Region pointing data
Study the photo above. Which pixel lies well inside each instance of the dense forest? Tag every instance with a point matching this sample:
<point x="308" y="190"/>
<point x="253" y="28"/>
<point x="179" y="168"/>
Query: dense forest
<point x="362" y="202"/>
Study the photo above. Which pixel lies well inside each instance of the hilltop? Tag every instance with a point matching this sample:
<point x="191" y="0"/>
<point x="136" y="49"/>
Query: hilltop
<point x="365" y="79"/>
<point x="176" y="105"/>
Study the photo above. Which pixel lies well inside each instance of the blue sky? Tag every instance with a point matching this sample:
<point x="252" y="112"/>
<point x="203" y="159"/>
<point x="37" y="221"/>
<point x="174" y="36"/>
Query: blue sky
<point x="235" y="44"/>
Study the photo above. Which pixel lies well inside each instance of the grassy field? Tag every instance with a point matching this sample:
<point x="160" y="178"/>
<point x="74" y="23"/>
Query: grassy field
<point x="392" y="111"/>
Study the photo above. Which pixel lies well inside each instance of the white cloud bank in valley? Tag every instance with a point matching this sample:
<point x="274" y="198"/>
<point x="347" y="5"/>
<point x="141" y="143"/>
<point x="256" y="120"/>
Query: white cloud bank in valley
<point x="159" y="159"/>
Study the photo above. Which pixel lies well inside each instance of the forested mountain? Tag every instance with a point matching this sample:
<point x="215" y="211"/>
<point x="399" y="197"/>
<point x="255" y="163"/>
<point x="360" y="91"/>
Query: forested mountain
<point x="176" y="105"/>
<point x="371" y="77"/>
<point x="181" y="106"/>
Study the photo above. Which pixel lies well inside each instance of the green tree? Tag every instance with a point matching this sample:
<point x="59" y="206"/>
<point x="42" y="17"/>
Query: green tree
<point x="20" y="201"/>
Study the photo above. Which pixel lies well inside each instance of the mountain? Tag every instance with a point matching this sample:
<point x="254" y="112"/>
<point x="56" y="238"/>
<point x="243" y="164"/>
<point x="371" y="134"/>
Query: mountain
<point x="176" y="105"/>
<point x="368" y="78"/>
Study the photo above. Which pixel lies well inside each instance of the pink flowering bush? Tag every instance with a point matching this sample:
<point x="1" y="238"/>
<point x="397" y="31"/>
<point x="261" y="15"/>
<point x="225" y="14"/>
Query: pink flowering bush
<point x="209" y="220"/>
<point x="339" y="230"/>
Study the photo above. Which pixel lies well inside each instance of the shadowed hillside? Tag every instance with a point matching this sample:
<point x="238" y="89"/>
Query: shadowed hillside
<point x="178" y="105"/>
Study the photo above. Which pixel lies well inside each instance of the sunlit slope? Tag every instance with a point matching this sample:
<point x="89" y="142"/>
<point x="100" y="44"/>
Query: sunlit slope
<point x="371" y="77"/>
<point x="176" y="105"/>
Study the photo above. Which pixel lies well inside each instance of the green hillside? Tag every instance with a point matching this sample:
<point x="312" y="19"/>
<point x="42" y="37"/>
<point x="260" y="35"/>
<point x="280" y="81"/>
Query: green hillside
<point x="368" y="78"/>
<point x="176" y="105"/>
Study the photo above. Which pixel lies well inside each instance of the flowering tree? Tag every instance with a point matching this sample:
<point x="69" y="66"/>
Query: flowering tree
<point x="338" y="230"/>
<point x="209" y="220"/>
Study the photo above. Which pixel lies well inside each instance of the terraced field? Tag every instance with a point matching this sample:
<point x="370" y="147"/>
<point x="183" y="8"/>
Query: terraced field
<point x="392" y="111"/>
--
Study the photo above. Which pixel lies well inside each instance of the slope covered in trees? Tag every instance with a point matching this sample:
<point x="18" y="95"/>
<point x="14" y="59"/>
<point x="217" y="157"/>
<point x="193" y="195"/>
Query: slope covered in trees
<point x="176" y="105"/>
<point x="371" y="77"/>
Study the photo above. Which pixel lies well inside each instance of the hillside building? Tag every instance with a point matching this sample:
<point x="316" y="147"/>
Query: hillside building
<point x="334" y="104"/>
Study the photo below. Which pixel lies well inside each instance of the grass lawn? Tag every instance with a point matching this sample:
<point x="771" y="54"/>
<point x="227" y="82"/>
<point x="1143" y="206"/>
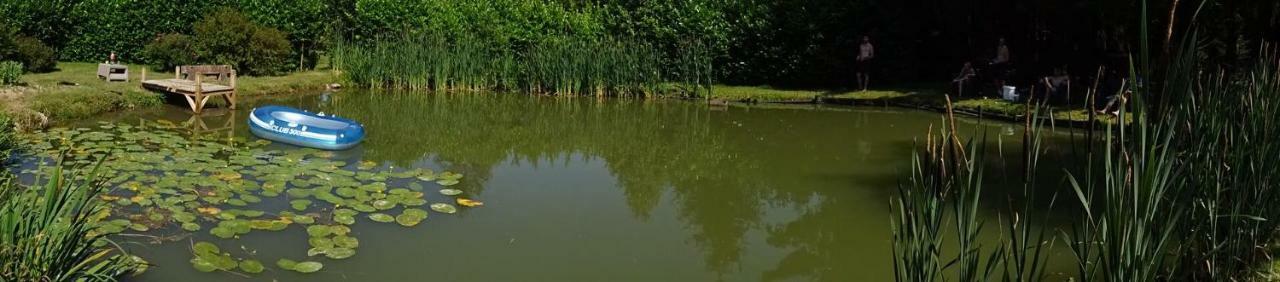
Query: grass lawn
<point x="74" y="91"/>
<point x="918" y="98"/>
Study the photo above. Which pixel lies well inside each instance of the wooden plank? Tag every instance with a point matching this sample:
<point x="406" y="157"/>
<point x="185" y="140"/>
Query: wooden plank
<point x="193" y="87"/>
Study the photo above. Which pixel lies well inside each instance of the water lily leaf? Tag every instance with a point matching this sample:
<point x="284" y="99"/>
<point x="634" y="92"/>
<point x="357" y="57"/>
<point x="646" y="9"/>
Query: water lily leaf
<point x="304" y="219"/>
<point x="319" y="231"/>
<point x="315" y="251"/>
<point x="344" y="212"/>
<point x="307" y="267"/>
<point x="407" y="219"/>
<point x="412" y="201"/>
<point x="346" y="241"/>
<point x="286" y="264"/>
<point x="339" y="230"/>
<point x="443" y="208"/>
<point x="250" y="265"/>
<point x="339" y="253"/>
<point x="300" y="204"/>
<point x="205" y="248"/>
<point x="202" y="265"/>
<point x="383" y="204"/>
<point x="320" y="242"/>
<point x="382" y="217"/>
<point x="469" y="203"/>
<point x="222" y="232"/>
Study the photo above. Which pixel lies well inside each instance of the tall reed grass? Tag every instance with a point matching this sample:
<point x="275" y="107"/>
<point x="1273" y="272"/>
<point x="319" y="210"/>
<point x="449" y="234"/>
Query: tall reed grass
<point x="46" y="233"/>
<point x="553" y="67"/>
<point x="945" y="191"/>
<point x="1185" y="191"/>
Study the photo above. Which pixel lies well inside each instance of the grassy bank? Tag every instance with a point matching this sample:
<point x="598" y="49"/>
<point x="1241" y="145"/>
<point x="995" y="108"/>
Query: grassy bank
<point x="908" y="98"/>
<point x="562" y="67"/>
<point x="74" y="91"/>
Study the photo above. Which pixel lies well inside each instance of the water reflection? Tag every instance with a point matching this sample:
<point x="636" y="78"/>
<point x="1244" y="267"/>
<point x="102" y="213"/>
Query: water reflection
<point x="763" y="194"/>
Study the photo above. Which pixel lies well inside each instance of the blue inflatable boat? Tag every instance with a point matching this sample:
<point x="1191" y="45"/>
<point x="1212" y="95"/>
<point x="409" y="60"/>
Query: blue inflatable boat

[ASSIGNMENT]: Look through the data above and report every line in which "boat" appears.

[SOLUTION BELOW]:
Study the photo above. Which pixel lies well inside each instance of the blue inflatable boat? Tag every instance with a point matching this sample:
Query: blue inflatable boat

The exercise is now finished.